Rewrite every line of the material below as a Markdown table with two columns, "Row" for a running row number and "Line" for the text of that line, omitting any blank lines.
----------------
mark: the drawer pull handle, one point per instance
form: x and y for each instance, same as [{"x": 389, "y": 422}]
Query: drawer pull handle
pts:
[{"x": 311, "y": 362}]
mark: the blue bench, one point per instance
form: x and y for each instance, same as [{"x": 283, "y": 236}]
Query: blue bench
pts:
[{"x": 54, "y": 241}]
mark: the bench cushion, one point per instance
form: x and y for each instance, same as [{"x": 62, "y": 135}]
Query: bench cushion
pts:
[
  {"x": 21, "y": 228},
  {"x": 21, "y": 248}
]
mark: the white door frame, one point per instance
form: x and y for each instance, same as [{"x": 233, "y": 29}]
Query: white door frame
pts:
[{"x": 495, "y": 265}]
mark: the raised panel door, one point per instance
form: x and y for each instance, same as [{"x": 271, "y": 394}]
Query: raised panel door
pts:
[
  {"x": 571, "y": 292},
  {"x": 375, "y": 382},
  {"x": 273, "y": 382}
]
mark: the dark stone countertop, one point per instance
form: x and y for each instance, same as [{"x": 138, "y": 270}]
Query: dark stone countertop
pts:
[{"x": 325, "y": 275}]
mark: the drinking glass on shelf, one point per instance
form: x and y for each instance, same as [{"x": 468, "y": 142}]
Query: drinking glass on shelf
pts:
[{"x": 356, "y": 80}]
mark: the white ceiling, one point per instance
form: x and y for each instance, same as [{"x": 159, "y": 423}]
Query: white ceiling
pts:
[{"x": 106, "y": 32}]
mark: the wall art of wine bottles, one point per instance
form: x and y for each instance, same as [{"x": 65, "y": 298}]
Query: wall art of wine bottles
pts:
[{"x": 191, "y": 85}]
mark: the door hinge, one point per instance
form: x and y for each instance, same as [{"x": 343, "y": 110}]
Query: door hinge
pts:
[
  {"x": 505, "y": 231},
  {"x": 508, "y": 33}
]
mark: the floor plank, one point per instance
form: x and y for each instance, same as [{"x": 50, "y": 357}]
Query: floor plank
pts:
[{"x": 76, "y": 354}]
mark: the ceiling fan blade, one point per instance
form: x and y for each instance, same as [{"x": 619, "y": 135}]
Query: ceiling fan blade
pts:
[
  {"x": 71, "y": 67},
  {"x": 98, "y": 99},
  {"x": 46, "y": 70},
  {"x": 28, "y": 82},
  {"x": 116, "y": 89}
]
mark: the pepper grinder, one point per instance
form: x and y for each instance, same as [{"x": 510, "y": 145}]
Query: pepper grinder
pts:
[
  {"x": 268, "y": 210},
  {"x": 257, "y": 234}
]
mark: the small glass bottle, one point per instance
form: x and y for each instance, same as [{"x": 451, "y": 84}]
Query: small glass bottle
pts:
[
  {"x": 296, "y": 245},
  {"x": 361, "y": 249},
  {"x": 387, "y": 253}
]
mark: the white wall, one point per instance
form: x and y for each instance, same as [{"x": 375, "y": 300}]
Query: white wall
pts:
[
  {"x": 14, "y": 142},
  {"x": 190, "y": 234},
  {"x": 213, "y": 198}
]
----------------
Reply to the exercise:
| Row | Line |
|---|---|
| 1 | mark: the drawer pull handle, one point per instance |
| 2 | form: x and y for each instance, same as [{"x": 389, "y": 422}] |
| 3 | Query: drawer pull handle |
| 4 | pts: |
| 5 | [{"x": 311, "y": 362}] |
| 6 | mark: the blue bench, one point per instance |
| 7 | form: x and y for each instance, same as [{"x": 283, "y": 236}] |
| 8 | Query: blue bench |
| 9 | pts: |
| 10 | [{"x": 54, "y": 241}] |
| 11 | mark: the bench cushion, one point per instance |
| 12 | form: x and y for each instance, same as [{"x": 62, "y": 135}] |
| 13 | Query: bench cushion |
| 14 | pts: |
| 15 | [ |
| 16 |   {"x": 21, "y": 228}, |
| 17 |   {"x": 21, "y": 248} |
| 18 | ] |
| 19 | mark: the white door frame, one point per instance |
| 20 | form: x and y for each instance, same as [{"x": 233, "y": 29}] |
| 21 | Query: white door frame |
| 22 | pts: |
| 23 | [{"x": 495, "y": 265}] |
| 24 | mark: the raised panel door, one point per instance |
| 25 | form: x and y for each instance, same as [{"x": 271, "y": 394}] |
| 26 | Query: raised panel door |
| 27 | pts: |
| 28 | [ |
| 29 |   {"x": 571, "y": 292}, |
| 30 |   {"x": 375, "y": 382}, |
| 31 |   {"x": 273, "y": 382} |
| 32 | ] |
| 33 | mark: the dark stone countertop, one point per instance |
| 34 | form: x and y for each instance, same as [{"x": 138, "y": 270}] |
| 35 | Query: dark stone countertop |
| 36 | pts: |
| 37 | [{"x": 325, "y": 275}] |
| 38 | mark: the drinking glass on shelf, one point per instance |
| 39 | form: x and y for each instance, same as [{"x": 468, "y": 142}] |
| 40 | Query: drinking glass on shelf |
| 41 | pts: |
| 42 | [{"x": 356, "y": 80}] |
| 43 | mark: the white ceiling, one point per instance |
| 44 | form: x and y for each instance, same as [{"x": 159, "y": 423}] |
| 45 | Query: white ceiling |
| 46 | pts: |
| 47 | [{"x": 106, "y": 32}] |
| 48 | mark: the wall art of wine bottles, one point per instance |
| 49 | form: x and y for each instance, same as [{"x": 65, "y": 298}] |
| 50 | Query: wall art of wine bottles |
| 51 | pts: |
| 52 | [{"x": 191, "y": 85}] |
| 53 | mark: the door hinge, one point per instance |
| 54 | form: x and y for each instance, same as [{"x": 343, "y": 110}] |
| 55 | Query: door hinge |
| 56 | pts: |
| 57 | [ |
| 58 |   {"x": 505, "y": 231}, |
| 59 |   {"x": 508, "y": 33} |
| 60 | ] |
| 61 | mark: the floor plank, one point per instance |
| 62 | form: x and y for each instance, same as [{"x": 50, "y": 357}] |
| 63 | Query: floor plank |
| 64 | pts: |
| 65 | [{"x": 76, "y": 354}] |
| 66 | mark: the ceiling fan blade, one point per instance |
| 67 | form: x and y for each instance, same as [{"x": 619, "y": 135}] |
| 68 | Query: ceiling fan blade |
| 69 | pts: |
| 70 | [ |
| 71 |   {"x": 71, "y": 67}, |
| 72 |   {"x": 98, "y": 99}, |
| 73 |   {"x": 46, "y": 70}, |
| 74 |   {"x": 28, "y": 82}, |
| 75 |   {"x": 116, "y": 89} |
| 76 | ] |
| 77 | mark: the pepper grinder, one point per instance |
| 78 | form: x and y for each instance, same as [{"x": 510, "y": 145}] |
| 79 | Query: pepper grinder |
| 80 | pts: |
| 81 | [ |
| 82 |   {"x": 268, "y": 210}, |
| 83 |   {"x": 257, "y": 234} |
| 84 | ] |
| 85 | mark: the small glass bottle, one point per instance |
| 86 | form: x and y for each instance, same as [{"x": 451, "y": 84}] |
| 87 | Query: small glass bottle |
| 88 | pts: |
| 89 | [ |
| 90 |   {"x": 296, "y": 245}, |
| 91 |   {"x": 361, "y": 249}, |
| 92 |   {"x": 387, "y": 253} |
| 93 | ] |
| 94 | mark: the white wall, one point per instance |
| 95 | form: x and y for each instance, same as [{"x": 375, "y": 300}] |
| 96 | Query: white wall |
| 97 | pts: |
| 98 | [ |
| 99 |   {"x": 14, "y": 142}, |
| 100 |   {"x": 190, "y": 234}, |
| 101 |   {"x": 213, "y": 198} |
| 102 | ] |